Dataset excerpts
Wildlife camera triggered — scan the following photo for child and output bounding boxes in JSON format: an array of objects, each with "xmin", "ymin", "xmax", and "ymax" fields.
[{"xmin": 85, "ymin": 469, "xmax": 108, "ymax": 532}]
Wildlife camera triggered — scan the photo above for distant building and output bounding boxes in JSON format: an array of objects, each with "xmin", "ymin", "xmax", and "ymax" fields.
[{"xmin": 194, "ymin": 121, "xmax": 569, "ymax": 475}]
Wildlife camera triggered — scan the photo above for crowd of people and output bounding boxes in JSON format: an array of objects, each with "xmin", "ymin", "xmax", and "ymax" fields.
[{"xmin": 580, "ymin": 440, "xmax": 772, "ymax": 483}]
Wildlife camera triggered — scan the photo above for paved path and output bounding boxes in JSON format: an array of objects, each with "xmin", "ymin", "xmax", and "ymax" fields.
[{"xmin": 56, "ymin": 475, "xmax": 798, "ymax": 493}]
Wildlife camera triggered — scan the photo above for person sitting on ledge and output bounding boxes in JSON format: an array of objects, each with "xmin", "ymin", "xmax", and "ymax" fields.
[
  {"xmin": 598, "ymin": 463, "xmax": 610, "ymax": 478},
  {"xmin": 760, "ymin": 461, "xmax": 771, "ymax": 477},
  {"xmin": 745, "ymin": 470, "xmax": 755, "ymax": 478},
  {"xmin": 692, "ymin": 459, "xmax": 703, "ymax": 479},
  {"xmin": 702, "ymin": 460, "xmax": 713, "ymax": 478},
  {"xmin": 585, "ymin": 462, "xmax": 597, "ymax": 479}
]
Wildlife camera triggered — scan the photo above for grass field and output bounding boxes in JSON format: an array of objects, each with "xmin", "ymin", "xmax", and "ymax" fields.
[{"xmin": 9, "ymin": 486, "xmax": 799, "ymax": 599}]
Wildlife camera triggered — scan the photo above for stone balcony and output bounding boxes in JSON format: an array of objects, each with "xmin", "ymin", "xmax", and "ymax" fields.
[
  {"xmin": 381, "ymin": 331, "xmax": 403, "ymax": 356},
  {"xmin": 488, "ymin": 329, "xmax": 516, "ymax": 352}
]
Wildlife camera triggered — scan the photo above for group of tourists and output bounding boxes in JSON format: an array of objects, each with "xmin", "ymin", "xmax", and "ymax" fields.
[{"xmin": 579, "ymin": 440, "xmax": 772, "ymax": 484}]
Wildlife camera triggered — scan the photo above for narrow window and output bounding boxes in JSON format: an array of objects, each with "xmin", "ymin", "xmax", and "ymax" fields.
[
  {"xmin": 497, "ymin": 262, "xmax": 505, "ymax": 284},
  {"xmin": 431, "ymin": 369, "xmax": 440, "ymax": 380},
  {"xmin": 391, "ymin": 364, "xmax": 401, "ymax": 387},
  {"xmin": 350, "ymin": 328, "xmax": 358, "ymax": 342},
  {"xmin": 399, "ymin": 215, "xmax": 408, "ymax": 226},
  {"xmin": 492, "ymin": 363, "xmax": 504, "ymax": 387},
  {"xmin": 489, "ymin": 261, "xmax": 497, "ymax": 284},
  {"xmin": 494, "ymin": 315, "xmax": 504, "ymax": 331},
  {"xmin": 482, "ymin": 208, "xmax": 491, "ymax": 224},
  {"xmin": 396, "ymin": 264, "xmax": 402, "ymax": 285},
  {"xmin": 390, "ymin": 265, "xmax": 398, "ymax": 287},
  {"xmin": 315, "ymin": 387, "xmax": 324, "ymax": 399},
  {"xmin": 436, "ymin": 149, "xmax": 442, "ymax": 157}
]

Aim of the task. The entries above are to be output exactly as they appear.

Task response.
Wildlife camera triggered — scan the following photo for child and output bounding boxes in JSON format: an array of objects, each with "xmin", "ymin", "xmax", and "ymax" fields.
[{"xmin": 85, "ymin": 469, "xmax": 108, "ymax": 532}]
Wildlife camera triggered — scan the photo above for distant building and output bounding boxes in JSON format: an array of objects, each with "xmin", "ymin", "xmax", and "ymax" fields.
[{"xmin": 194, "ymin": 121, "xmax": 569, "ymax": 475}]
Wildlife camera triggered — scan the photo above for crowd of people and output bounding boxes in JSON format: an array of objects, each with "xmin", "ymin", "xmax", and "ymax" fields.
[{"xmin": 580, "ymin": 440, "xmax": 772, "ymax": 483}]
Wildlife camera triggered — scan the photo above for paved path and output bounding boxes in JSON format: an array of objects, each with "xmin", "ymin", "xmax", and "ymax" fields.
[{"xmin": 56, "ymin": 475, "xmax": 798, "ymax": 493}]
Wildlife camera triggered — scan the photo above for person sitting on ledge and output bounding boxes in JSON format: an array of objects, each with "xmin", "ymin", "xmax", and "ymax" fields.
[
  {"xmin": 598, "ymin": 463, "xmax": 610, "ymax": 478},
  {"xmin": 760, "ymin": 461, "xmax": 771, "ymax": 477},
  {"xmin": 745, "ymin": 470, "xmax": 755, "ymax": 478},
  {"xmin": 692, "ymin": 459, "xmax": 703, "ymax": 479},
  {"xmin": 702, "ymin": 460, "xmax": 713, "ymax": 478},
  {"xmin": 585, "ymin": 462, "xmax": 597, "ymax": 479}
]
Wildlife camera triggered — scan the photo above for grass field and output bounding boxes in JSON format: an array of objects, each with "xmin", "ymin", "xmax", and "ymax" fields.
[{"xmin": 9, "ymin": 486, "xmax": 799, "ymax": 599}]
Wildlife camera triggered — scan the photo above for stone balcony and output bounding boxes in JSON format: an array of objects, each with "xmin", "ymin", "xmax", and "ymax" fields.
[
  {"xmin": 381, "ymin": 331, "xmax": 403, "ymax": 356},
  {"xmin": 488, "ymin": 329, "xmax": 516, "ymax": 352}
]
Wildlife camera triggered — scan the photo above for group of tourists and output bounding boxes in JSON format: an array of objects, each with "xmin", "ymin", "xmax", and "ymax" fields.
[{"xmin": 579, "ymin": 440, "xmax": 772, "ymax": 484}]
Wildlife camera triggered — scan the photo above for narrow window and output bounding boxes in JSON format: an array of objects, each with "xmin", "ymin", "xmax", and "ymax" fields.
[
  {"xmin": 497, "ymin": 262, "xmax": 505, "ymax": 284},
  {"xmin": 431, "ymin": 369, "xmax": 440, "ymax": 380},
  {"xmin": 391, "ymin": 364, "xmax": 401, "ymax": 387},
  {"xmin": 350, "ymin": 328, "xmax": 358, "ymax": 342},
  {"xmin": 399, "ymin": 215, "xmax": 408, "ymax": 226},
  {"xmin": 492, "ymin": 363, "xmax": 504, "ymax": 387},
  {"xmin": 489, "ymin": 261, "xmax": 497, "ymax": 284},
  {"xmin": 494, "ymin": 315, "xmax": 504, "ymax": 331},
  {"xmin": 482, "ymin": 208, "xmax": 491, "ymax": 224},
  {"xmin": 396, "ymin": 264, "xmax": 402, "ymax": 285},
  {"xmin": 390, "ymin": 265, "xmax": 398, "ymax": 287},
  {"xmin": 315, "ymin": 387, "xmax": 324, "ymax": 399},
  {"xmin": 436, "ymin": 149, "xmax": 442, "ymax": 157}
]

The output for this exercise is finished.